■ **STATED TASK**: Report how many lines in the records below contain the string "spike", matching case exactly. Give only the number.

■ **DATA SUPPLIED**:
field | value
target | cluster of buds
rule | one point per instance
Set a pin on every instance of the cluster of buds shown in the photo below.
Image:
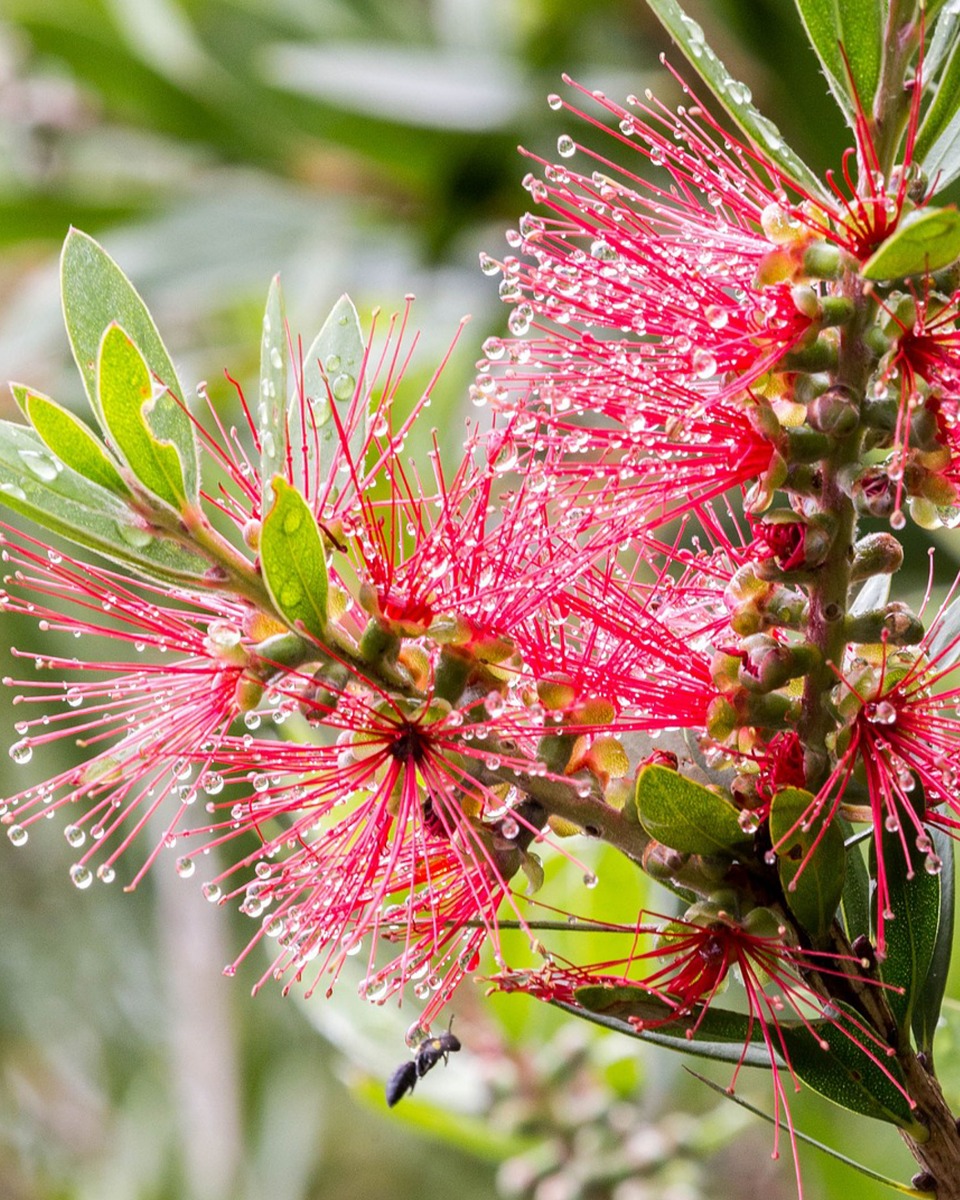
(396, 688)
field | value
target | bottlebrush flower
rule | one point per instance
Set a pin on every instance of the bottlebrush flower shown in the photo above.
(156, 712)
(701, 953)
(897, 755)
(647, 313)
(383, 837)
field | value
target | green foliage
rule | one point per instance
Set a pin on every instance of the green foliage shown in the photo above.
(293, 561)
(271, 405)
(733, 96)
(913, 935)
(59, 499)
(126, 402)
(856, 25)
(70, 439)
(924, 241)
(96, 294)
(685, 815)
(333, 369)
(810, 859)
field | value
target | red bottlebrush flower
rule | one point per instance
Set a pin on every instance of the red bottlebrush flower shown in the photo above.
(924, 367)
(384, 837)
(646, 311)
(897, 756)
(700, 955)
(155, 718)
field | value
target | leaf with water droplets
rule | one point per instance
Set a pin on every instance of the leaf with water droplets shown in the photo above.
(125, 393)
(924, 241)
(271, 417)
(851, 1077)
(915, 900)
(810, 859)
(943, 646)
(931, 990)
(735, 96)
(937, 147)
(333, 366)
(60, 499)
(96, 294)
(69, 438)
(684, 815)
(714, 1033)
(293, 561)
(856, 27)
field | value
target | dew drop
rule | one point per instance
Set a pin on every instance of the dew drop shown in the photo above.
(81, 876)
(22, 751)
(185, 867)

==

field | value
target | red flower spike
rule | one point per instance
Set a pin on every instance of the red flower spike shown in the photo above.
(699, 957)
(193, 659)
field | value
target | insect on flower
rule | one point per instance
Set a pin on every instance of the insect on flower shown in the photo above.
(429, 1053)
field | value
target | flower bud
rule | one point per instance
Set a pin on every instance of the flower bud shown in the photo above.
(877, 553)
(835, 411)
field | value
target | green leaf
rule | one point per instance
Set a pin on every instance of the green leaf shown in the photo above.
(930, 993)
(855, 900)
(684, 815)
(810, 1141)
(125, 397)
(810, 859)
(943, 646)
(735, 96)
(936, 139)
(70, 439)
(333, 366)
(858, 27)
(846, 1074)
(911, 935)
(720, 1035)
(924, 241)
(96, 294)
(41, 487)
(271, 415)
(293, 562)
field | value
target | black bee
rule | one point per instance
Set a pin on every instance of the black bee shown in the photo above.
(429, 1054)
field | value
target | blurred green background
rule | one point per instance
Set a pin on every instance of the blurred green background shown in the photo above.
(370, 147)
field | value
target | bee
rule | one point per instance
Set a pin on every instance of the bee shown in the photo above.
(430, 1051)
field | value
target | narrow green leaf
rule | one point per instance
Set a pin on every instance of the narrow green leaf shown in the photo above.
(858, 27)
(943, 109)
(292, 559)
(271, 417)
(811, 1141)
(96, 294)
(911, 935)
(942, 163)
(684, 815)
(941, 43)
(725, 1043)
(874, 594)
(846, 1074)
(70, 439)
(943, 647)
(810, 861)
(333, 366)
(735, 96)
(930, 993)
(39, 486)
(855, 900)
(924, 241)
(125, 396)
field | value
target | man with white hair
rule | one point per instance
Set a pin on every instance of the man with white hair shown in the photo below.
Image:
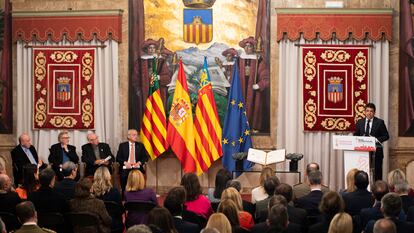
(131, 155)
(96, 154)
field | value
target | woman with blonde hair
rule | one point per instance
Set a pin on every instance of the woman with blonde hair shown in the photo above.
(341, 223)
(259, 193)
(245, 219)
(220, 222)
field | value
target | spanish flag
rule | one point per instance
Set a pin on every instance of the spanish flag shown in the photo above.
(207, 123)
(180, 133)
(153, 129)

--

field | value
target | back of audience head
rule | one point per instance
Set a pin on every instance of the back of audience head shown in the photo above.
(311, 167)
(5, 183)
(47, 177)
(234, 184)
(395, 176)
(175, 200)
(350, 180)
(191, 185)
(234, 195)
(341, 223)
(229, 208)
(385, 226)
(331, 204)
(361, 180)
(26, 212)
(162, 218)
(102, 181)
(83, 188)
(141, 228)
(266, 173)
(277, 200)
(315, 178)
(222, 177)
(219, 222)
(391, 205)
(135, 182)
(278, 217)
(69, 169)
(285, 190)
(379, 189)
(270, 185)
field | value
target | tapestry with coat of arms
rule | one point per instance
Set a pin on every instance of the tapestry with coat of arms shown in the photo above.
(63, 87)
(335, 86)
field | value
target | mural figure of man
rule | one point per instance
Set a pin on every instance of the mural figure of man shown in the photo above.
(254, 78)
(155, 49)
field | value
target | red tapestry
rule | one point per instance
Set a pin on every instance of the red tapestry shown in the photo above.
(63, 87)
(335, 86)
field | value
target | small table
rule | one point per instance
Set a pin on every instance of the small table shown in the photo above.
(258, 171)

■ **COMPLETE RESPONSE**: 2